# GIVEN INSTRUCTION
Reproduce the passage below on trigger-based constraint validation, taking everything from "Here is the" down to "mutating state anymore.".

# READING PASSAGE
** begin **

However, I personally prefer to use a gtt. Perhaps the only reason being that it supports DML-statements that affect many, many rows. With state and package variables you might run the risk of blowing up the PGA in such a case. And with the advent of Oracle12c the overhead of using a gtt is further reduced with the new temporary-undo feature, which causes no redo to be generated for undo of temporary tables (see the temp_undo_enabled spfile parameter).


Now given our earlier attempts to code validation logic for the example constraint (All managers must have a clerk in the same department), we really only need to convey the number of the department for which we need to validate the constraint. And, we only need to convey this when a manager is indeed inserted. However we anticipate more than just (this) one multi-row constraint in which the EMP table is involved. And since we do not want to create a gtt per constraint, but rather one per (application) table, it is necessary to insert the values of all involved columns of the multi-row constraint. And to insert them always. I.e. not just when a manager is inserted, for we can have another multi-row constraint on the EMP table that is interested in other job values (not just managers). We then move the logic of when and for which department the constraint needs to be validated to the statement trigger. This also has makes the code more elegant: all validation logic for the constraint is located in one piece of code.

Here is the validation logic sofar for our constraint then.


Note that all the row-trigger does, is keep track of the relevant column values that are being inserted. The real validation logic for our constraint sits in the statement-trigger. For every department into which a manager just got inserted (we conveniently query our gtt for this) , it calls out to the (earlier created) p_check_for_clerk procedure. A few remarks on this implementation:

  • We query distinct deptno's from the gtt, to prevent checking a department more than once, in case an insert statement just inserted more than one manager into a department.
  • The query that access the EMP table inside the p_check_for_clerk procedure, will not hit the mutating table anymore, as at 'after statement' time the EMP table isn't in a mutating state anymore.
  • That query will also be immune for any order into which a multi-row insert statement will have inserted new EMP rows and it will see these rows: i.e. the issues of the previous two 'workarounds' (autonomous TX and loopback db-link) do not exist now.

Here's a test of this solution, using the same insert from the EMP_STAGE table we used earlier.


So, we now have a trigger based solution to enforce our constraint. But we are of course not done yet. We have only tackled the inserting of managers now. There are however other DML-statements that can potentially violate this constraint, and for which we will need to develop (more) triggers. Can you guess them?

** end **

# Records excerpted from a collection
** begin **

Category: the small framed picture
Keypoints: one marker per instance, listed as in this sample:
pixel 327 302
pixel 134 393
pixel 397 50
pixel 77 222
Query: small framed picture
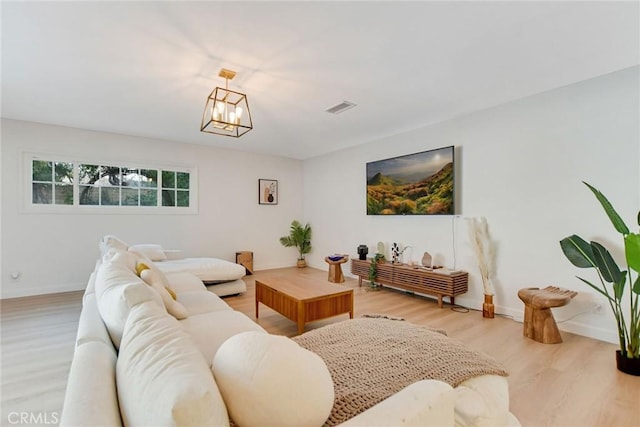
pixel 267 191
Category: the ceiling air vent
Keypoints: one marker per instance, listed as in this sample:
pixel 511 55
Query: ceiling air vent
pixel 340 108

** end **

# FULL SOLUTION
Here is the validation logic sofar for our constraint then.


Note that all the row-trigger does, is keep track of the relevant column values that are being inserted. The real validation logic for our constraint sits in the statement-trigger. For every department into which a manager just got inserted (we conveniently query our gtt for this) , it calls out to the (earlier created) p_check_for_clerk procedure. A few remarks on this implementation:

  • We query distinct deptno's from the gtt, to prevent checking a department more than once, in case an insert statement just inserted more than one manager into a department.
  • The query that access the EMP table inside the p_check_for_clerk procedure, will not hit the mutating table anymore, as at 'after statement' time the EMP table isn't in a mutating state anymore.